YOUR GOAL. Return the lines of the items below word for word, from the very first line through the line that contains "left=1028, top=807, right=1164, bottom=857", with both ends included.

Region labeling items
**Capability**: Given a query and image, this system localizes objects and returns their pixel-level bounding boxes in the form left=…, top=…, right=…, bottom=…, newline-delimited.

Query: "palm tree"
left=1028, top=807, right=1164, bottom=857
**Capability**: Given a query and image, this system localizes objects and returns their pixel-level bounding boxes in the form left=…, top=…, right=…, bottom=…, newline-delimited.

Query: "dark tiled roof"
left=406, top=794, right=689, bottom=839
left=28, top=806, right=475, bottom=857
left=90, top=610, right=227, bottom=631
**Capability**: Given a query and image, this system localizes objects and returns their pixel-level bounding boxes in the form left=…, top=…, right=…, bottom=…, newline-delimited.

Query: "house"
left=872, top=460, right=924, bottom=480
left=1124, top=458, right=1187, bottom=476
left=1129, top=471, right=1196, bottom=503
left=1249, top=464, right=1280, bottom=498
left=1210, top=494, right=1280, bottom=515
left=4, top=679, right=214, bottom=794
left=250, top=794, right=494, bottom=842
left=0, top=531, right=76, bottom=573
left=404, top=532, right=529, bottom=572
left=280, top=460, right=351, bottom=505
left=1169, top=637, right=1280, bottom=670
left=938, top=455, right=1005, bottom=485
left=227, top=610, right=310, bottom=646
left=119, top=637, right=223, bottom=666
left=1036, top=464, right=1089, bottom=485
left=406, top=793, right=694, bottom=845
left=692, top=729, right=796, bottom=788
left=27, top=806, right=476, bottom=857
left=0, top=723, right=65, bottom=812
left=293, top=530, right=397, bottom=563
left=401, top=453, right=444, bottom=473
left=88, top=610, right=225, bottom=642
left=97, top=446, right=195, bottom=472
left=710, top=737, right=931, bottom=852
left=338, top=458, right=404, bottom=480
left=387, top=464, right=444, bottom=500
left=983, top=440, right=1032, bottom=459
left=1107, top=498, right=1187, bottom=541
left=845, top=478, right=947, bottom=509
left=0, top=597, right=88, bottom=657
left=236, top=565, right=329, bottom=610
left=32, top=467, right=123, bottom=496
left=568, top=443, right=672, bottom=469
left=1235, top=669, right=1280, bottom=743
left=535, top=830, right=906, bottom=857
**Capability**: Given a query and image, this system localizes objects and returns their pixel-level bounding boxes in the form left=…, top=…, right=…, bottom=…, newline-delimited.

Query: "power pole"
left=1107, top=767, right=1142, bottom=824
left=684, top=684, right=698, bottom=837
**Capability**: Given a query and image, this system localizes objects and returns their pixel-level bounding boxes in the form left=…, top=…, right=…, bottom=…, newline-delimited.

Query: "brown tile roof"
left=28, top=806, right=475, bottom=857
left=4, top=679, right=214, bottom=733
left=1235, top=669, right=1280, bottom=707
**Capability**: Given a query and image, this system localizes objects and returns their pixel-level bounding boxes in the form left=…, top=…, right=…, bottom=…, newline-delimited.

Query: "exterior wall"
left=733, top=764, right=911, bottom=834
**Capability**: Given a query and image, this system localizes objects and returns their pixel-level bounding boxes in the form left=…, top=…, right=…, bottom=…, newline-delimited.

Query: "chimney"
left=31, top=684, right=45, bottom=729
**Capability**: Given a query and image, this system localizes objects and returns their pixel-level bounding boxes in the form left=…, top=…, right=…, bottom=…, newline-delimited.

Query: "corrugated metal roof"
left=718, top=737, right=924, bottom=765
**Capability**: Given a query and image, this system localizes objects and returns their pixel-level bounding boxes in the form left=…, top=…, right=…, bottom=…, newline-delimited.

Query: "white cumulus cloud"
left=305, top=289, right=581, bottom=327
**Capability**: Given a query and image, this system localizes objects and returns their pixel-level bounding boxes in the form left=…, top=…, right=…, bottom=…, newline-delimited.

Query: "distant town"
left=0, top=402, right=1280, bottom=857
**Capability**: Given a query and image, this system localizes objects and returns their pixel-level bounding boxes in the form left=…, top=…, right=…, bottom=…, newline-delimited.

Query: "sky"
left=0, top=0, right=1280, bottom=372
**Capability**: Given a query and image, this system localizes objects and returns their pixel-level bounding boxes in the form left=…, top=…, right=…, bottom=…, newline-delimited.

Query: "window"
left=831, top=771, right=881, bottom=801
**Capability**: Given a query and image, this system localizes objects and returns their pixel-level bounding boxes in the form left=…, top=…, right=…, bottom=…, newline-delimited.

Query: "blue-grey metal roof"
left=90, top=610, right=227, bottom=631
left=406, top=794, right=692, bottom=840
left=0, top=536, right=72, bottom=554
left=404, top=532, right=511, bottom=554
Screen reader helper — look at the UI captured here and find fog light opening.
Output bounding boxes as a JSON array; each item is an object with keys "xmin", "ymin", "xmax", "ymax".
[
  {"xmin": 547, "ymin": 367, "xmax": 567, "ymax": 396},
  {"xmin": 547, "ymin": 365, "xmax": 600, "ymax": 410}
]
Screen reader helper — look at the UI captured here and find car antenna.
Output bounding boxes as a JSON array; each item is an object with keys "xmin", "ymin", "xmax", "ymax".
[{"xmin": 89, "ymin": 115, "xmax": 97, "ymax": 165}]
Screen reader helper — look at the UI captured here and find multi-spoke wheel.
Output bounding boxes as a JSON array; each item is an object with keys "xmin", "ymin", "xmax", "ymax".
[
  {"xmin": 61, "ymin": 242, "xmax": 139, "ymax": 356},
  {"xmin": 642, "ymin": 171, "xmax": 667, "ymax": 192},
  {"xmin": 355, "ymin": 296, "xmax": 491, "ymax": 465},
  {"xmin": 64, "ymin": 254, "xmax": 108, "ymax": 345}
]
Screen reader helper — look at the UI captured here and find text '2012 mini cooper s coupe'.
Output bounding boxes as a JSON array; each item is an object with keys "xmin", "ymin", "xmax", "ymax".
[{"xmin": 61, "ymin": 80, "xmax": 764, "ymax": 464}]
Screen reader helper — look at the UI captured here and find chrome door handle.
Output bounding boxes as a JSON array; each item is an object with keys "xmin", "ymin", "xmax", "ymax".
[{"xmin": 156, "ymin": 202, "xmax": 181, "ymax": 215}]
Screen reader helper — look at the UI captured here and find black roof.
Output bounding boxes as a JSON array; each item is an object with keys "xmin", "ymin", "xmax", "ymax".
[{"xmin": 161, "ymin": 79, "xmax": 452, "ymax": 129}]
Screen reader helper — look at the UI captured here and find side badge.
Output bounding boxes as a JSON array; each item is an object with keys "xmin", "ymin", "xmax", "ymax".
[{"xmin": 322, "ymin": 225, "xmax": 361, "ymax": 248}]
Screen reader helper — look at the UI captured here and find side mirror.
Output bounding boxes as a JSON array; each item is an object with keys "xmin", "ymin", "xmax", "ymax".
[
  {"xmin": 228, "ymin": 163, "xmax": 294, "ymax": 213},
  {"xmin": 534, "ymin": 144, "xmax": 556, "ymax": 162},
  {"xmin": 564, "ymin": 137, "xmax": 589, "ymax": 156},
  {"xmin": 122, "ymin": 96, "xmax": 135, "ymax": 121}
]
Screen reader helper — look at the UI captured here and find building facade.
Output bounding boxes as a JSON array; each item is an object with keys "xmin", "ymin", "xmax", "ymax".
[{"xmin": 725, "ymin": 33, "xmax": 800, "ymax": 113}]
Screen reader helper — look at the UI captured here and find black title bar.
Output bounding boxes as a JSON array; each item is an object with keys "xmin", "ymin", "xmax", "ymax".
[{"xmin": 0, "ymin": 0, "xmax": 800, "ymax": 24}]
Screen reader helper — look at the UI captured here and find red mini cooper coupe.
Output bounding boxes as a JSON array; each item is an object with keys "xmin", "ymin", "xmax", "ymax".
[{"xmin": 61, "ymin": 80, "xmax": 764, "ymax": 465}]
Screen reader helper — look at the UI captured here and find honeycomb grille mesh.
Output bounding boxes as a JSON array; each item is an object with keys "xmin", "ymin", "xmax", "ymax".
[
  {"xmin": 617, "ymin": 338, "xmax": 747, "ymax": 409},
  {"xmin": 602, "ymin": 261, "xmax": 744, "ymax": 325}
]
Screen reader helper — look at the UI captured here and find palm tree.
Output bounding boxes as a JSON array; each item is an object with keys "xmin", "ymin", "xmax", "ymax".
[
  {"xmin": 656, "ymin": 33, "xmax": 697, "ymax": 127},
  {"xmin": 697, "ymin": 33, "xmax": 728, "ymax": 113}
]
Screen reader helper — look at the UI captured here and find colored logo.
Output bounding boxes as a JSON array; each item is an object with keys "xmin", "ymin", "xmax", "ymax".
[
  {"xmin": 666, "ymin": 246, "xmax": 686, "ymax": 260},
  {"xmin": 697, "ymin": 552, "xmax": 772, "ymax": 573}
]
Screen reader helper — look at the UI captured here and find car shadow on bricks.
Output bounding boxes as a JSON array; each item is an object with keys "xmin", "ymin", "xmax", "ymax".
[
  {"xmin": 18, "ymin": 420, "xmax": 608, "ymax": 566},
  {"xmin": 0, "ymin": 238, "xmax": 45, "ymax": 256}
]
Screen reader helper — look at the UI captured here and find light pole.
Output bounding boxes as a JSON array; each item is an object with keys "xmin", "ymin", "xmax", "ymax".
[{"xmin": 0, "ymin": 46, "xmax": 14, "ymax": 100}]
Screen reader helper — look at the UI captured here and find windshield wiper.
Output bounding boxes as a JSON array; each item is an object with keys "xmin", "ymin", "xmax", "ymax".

FULL OUTPUT.
**Capability**: Given a query and image, this system localizes objects and returns their pixel-level bounding boxes in the form left=…, top=…, right=…, bottom=…, newline-delimited.

Query: "palm tree"
left=1028, top=807, right=1164, bottom=857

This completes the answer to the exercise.